**Instructions for the task**
Look below for the line containing "Task: tag the blue painted". Output it and each remaining line of the entries exactly, and nothing else.

**Provided data**
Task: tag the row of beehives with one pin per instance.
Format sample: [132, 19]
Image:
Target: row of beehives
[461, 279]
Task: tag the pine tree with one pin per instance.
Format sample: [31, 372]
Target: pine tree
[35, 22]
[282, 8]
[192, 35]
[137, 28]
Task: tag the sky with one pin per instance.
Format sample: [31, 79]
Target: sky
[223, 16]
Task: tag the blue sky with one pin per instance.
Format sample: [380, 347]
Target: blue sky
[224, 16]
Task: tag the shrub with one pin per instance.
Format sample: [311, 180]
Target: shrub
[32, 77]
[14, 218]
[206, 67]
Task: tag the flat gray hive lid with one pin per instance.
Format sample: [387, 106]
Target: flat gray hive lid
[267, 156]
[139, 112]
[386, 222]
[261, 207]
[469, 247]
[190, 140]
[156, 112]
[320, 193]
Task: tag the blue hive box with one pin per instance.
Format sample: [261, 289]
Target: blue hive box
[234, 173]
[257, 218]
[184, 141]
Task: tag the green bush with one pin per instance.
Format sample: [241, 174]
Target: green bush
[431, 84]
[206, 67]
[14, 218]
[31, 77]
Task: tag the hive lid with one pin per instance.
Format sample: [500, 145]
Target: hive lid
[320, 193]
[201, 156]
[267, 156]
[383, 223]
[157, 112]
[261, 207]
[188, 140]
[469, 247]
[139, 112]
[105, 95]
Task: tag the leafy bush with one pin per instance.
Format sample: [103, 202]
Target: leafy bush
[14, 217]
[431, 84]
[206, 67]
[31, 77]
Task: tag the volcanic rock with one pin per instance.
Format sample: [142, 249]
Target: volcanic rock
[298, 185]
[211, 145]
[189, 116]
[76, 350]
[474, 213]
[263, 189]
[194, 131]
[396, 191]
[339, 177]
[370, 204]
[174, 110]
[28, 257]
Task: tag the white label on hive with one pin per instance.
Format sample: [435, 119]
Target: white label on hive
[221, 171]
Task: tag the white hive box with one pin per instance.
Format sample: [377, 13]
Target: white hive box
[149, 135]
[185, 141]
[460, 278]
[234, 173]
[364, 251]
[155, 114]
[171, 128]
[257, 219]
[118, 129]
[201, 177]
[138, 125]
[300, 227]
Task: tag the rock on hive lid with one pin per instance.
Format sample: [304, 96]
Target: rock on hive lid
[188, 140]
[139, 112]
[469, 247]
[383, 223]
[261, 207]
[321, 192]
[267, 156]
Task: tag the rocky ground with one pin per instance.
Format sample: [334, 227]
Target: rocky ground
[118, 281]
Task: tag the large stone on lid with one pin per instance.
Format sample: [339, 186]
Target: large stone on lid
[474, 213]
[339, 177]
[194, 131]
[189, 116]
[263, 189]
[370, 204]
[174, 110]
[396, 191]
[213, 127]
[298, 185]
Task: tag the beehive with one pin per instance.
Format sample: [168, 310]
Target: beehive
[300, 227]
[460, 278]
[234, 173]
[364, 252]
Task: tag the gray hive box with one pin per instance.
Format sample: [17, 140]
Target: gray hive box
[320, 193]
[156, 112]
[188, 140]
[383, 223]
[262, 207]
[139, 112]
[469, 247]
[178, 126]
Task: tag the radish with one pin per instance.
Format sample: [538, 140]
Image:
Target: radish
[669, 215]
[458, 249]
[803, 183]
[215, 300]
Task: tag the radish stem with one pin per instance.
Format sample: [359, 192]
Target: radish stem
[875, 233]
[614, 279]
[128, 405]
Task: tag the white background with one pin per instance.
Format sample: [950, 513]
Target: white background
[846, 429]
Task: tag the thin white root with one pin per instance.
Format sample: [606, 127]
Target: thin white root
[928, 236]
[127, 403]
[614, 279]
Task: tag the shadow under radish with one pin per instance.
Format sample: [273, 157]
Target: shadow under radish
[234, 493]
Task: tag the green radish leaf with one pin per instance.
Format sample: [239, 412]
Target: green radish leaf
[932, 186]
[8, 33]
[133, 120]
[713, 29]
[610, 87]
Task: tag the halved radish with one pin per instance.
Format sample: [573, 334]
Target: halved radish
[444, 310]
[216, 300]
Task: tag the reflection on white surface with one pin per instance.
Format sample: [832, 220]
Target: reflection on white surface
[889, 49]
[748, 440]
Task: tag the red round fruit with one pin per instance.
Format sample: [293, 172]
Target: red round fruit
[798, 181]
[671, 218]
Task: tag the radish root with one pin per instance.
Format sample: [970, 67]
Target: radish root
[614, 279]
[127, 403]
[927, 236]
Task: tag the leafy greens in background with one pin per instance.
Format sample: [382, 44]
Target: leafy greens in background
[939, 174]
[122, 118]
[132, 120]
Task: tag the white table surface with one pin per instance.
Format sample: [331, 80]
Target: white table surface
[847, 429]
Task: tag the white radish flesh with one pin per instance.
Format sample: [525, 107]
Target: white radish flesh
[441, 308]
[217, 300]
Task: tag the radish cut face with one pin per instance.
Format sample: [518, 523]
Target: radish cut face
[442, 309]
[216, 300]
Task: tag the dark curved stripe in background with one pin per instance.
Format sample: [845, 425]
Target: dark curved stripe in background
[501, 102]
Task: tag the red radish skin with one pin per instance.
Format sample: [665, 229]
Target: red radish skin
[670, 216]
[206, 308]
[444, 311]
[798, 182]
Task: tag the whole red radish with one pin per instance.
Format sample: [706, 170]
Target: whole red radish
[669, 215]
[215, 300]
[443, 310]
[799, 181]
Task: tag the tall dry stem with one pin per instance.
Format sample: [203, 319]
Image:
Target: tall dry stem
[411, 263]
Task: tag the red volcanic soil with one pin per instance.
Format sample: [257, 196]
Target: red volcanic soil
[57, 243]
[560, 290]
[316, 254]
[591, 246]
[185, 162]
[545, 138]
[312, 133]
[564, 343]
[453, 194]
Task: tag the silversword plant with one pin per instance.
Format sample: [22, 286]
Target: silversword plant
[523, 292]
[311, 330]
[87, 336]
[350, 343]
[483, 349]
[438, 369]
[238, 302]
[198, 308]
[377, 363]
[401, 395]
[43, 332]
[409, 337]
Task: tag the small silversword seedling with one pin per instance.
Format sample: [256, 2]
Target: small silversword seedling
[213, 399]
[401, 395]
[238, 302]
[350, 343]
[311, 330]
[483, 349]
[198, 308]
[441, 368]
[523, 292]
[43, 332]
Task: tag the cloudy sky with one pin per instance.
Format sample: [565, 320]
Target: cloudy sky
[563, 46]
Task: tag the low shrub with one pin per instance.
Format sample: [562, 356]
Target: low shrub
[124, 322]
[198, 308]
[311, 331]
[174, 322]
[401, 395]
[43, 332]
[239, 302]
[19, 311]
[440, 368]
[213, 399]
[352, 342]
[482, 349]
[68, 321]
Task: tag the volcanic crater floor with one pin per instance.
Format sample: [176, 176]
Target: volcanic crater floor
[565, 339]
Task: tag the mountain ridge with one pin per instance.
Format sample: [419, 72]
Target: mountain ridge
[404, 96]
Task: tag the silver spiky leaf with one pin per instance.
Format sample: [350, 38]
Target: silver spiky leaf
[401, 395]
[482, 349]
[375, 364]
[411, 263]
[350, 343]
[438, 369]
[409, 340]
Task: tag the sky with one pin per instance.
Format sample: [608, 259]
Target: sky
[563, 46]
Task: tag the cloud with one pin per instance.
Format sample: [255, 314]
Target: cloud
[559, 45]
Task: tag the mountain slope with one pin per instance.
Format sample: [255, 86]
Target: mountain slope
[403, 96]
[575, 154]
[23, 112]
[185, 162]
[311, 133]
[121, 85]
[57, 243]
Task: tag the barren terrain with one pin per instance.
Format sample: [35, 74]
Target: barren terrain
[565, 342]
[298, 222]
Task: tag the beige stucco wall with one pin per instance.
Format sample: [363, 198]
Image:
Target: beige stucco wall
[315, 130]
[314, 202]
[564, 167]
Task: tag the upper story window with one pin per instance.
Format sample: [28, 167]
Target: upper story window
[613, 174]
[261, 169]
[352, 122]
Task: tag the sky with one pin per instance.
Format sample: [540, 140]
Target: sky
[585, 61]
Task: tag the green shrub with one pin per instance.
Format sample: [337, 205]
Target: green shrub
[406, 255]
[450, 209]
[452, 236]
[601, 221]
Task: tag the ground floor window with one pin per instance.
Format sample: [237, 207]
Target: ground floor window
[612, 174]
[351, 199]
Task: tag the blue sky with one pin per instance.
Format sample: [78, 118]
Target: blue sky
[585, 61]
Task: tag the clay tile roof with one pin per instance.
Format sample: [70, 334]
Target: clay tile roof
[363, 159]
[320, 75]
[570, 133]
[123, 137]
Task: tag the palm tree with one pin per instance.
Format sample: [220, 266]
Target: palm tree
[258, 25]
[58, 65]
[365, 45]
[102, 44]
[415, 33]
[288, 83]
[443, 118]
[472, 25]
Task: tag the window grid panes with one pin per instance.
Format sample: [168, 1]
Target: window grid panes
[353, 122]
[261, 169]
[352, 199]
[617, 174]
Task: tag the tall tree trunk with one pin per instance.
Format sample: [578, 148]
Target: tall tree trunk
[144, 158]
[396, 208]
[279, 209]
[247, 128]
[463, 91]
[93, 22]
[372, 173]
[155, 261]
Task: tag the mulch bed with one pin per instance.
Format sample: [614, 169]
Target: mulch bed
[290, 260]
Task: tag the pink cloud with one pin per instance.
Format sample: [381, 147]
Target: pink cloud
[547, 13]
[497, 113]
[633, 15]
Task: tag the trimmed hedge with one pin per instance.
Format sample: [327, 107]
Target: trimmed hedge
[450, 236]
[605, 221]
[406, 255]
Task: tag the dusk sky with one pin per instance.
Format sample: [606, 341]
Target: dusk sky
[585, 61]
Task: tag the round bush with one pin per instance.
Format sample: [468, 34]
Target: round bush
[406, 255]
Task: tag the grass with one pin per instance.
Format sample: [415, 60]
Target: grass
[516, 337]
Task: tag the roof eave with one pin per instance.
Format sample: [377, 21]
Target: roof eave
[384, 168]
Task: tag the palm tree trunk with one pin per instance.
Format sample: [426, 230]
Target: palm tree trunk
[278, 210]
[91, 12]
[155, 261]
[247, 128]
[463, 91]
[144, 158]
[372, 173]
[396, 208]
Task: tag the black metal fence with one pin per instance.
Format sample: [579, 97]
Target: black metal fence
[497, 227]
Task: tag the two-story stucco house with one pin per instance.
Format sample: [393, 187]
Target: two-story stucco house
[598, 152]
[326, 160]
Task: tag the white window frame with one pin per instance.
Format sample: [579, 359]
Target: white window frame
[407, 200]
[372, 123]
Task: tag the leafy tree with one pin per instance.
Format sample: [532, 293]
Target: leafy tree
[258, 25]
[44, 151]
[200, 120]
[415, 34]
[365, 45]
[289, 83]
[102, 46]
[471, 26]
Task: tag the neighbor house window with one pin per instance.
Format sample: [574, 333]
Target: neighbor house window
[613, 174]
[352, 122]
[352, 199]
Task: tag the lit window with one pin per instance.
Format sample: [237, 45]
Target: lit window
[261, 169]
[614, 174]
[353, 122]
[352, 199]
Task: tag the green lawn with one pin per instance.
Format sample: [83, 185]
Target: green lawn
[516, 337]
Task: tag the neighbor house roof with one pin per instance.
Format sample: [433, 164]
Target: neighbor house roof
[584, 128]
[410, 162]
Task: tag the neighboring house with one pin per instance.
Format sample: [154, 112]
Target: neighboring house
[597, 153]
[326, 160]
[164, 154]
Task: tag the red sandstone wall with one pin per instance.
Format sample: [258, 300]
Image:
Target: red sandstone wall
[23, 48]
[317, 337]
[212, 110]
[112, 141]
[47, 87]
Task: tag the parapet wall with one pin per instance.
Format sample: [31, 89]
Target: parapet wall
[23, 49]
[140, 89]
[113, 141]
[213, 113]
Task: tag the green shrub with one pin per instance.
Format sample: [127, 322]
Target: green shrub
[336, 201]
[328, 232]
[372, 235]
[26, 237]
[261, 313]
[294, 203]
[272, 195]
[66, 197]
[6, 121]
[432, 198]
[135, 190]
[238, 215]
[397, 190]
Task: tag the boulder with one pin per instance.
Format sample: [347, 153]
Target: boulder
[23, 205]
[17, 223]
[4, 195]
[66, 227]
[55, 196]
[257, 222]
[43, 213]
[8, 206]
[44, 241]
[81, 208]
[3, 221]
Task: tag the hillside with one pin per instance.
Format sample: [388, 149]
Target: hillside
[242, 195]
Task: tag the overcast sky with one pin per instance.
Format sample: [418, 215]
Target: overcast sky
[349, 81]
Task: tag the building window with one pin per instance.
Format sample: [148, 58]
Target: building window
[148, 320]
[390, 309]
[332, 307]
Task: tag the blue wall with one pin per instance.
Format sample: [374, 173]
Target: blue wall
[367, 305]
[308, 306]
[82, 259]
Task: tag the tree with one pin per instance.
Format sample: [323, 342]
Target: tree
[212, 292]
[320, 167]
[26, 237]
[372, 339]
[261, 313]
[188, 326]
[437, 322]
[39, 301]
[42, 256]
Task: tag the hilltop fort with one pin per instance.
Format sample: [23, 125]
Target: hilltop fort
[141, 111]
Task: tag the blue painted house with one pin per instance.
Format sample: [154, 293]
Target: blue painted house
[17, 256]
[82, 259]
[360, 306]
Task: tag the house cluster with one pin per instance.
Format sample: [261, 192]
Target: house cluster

**Response**
Task: tag the blue painted house with one pin per instance.
Format sample: [154, 293]
Target: blue painted house
[17, 256]
[82, 259]
[360, 306]
Task: tag the house cluster with one pin per instance.
Format sample: [261, 192]
Target: house cluster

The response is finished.